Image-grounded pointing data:
※ ※ ※

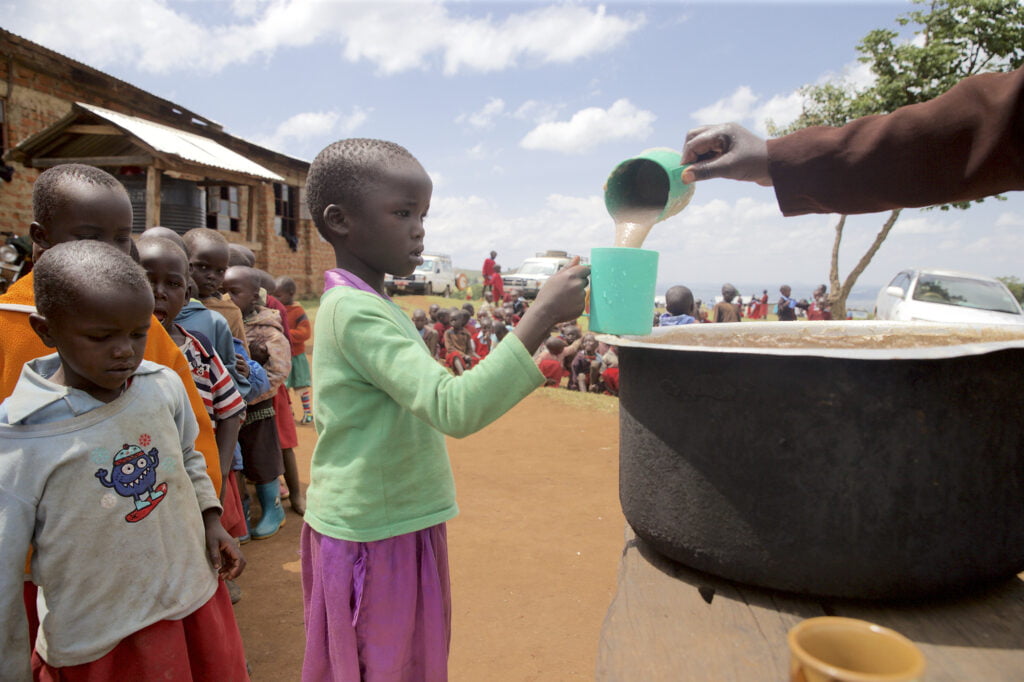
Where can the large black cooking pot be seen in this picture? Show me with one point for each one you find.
(858, 471)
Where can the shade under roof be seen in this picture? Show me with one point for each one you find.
(189, 146)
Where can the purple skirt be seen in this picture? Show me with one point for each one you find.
(377, 611)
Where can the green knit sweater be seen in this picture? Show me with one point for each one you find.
(382, 407)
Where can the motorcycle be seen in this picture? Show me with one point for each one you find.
(15, 258)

※ ※ ※

## Work instructions
Give exactly the lines from the one with "Where can the green" to the end of the entries, nothing before them.

## Your solution
Where can the green knit sweater be seen in this picture? Show me with one point for each one you find.
(382, 407)
Where can the motorcycle be seen in this picture? Show me with one point for each one you find.
(15, 258)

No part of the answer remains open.